_EXCERPT_:
We both climbed the key pitches (removed the ropes and also removed the gear). We took turns on all other pitches. So we could do the tour together on the same day. Space Force is what it takes to get through the third pitch, and it's also the name of a hilarious new Netflix series starring Steve Carell. Watch it!

Ascent and descent to the Space Force route in Val Bavona.

Information on the Space Force multi-pitch route

  • 11 pitches (7c / +, 6b +, 8a, 6a +, 7a, 8a +, 7c, 6c +, 6c, 7a +, 6b +)
  • 230 climbing meters
  • San Carlo, Ticino, Switzerland (entry 950 m above sea level).
  • Orientation: northwest, in summer sun from 14.00 p.m. to 17.00 p.m., from October from 15.00 p.m. to 16.00 p.m.
  • Ideal season: late summer / autumn. 
  • Access: 20 minutes from the parking lot of the cable car to Robiei. From the lowest parking lot about 100 meters downhill along the tar road, turn into the forest in a hairpin bend and follow the blue markings and cairns first downhill, then uphill along the rocks. Once under the main wall, climb the slabs opposite to the entrance for another 10 minutes (blue fixed ropes and blue markings).

_RECORDS FOR THIS EXERCISE_:
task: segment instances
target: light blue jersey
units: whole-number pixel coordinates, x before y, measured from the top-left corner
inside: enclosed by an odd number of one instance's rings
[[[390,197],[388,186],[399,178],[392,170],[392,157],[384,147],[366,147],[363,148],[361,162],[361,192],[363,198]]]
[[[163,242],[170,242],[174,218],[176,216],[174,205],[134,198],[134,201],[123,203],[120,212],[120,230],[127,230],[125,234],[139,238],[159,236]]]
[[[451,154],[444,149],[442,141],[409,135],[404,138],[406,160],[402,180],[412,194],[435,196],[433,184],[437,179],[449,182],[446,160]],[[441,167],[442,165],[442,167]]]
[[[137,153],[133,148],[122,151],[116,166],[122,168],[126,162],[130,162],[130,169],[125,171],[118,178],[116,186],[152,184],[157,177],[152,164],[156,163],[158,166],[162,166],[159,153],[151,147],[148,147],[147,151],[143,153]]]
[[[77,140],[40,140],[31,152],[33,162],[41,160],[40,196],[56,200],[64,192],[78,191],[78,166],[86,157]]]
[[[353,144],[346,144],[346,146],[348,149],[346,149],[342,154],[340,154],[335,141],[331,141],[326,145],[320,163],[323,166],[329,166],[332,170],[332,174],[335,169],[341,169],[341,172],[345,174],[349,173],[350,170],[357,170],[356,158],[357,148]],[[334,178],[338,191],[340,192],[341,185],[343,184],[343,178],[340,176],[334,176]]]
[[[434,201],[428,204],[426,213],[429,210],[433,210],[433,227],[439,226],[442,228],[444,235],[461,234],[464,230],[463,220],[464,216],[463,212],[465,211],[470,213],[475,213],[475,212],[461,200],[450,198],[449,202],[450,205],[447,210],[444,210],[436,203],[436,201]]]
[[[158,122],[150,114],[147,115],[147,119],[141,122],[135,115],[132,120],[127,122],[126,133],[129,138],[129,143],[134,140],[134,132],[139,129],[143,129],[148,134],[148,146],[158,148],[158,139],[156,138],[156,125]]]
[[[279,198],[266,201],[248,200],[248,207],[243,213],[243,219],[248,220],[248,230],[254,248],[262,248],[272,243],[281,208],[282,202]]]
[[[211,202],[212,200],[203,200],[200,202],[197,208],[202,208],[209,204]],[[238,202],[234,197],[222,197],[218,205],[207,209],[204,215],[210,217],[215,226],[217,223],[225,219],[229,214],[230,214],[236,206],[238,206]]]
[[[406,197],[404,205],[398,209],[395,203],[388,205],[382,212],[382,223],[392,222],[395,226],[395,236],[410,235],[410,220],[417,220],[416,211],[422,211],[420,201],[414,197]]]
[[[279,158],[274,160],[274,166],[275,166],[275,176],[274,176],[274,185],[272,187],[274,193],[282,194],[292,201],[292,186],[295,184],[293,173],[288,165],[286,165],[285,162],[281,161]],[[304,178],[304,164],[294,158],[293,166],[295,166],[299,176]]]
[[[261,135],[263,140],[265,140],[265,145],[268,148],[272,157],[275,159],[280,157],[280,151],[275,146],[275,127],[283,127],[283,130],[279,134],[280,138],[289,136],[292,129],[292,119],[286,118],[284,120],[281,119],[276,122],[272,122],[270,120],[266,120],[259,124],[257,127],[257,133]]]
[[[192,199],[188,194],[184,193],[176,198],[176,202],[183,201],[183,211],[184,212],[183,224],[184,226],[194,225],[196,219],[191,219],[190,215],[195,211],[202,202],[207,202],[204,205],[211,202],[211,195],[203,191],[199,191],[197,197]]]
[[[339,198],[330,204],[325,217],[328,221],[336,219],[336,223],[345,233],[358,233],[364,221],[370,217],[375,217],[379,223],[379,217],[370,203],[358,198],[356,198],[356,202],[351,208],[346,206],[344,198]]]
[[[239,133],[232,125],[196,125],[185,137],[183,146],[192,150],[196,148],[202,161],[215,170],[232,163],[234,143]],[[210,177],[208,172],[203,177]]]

_AIM A_:
Copy the Space Force route text from "Information on the" to "above sea level).".
_AIM B_:
Rewrite the listing from its first line to the line with "inside: enclosed by", changing "jersey" to "shirt" and leaving everything else unchanged.

_FINISHED ANSWER A_:
Information on the Space Force multi-pitch route

  • 11 pitches (7c / +, 6b +, 8a, 6a +, 7a, 8a +, 7c, 6c +, 6c, 7a +, 6b +)
  • 230 climbing meters
  • San Carlo, Ticino, Switzerland (entry 950 m above sea level).

_FINISHED ANSWER B_:
task: segment instances
target: light blue shirt
units: whole-number pixel coordinates, x before y, measured from the top-left corner
inside: enclosed by an odd number of one instance's rings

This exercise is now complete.